(Records from a dataset)
*** Begin section ***

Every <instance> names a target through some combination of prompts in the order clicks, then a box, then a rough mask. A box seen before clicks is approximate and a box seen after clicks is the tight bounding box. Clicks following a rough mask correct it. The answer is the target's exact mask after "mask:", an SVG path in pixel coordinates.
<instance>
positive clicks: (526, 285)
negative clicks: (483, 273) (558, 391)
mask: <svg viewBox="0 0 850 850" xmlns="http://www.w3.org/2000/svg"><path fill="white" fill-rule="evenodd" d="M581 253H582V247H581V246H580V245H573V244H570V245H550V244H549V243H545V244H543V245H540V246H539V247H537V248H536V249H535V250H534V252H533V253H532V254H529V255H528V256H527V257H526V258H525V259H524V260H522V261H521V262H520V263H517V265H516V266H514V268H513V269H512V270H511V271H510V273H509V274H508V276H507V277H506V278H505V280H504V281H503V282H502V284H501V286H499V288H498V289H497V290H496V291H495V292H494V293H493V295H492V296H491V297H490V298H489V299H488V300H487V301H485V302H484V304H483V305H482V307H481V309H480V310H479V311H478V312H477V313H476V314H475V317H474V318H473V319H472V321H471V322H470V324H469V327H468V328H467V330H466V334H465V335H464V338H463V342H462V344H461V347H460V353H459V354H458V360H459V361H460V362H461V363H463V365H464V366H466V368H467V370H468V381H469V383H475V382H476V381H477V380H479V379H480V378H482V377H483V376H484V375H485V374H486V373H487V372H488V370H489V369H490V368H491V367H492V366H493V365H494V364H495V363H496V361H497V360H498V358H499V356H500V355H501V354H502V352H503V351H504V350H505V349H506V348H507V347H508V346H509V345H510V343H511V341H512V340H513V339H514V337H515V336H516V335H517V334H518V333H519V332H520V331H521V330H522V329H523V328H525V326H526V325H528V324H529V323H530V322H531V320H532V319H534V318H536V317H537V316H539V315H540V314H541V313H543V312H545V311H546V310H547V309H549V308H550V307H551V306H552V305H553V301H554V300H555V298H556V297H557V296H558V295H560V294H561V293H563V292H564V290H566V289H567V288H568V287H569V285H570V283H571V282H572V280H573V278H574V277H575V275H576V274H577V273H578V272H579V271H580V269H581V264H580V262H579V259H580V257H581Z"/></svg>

*** End section ***
*** Begin section ***

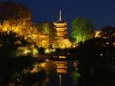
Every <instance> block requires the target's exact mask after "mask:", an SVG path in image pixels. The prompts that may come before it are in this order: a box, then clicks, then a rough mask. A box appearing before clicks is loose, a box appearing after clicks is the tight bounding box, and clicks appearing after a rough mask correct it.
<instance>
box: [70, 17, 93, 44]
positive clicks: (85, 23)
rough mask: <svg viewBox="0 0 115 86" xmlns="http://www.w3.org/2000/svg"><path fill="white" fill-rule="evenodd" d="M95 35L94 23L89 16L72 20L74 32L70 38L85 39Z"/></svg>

*** End section ***

> _What to produce_: The lines above from the one with "box: [70, 17, 93, 44]" through the one with "rough mask: <svg" are to be duplicated exactly, ends included, with nothing added.

> _Written answer_:
box: [70, 17, 93, 44]
positive clicks: (85, 23)
rough mask: <svg viewBox="0 0 115 86" xmlns="http://www.w3.org/2000/svg"><path fill="white" fill-rule="evenodd" d="M95 35L94 23L89 16L72 20L74 32L70 38L85 39Z"/></svg>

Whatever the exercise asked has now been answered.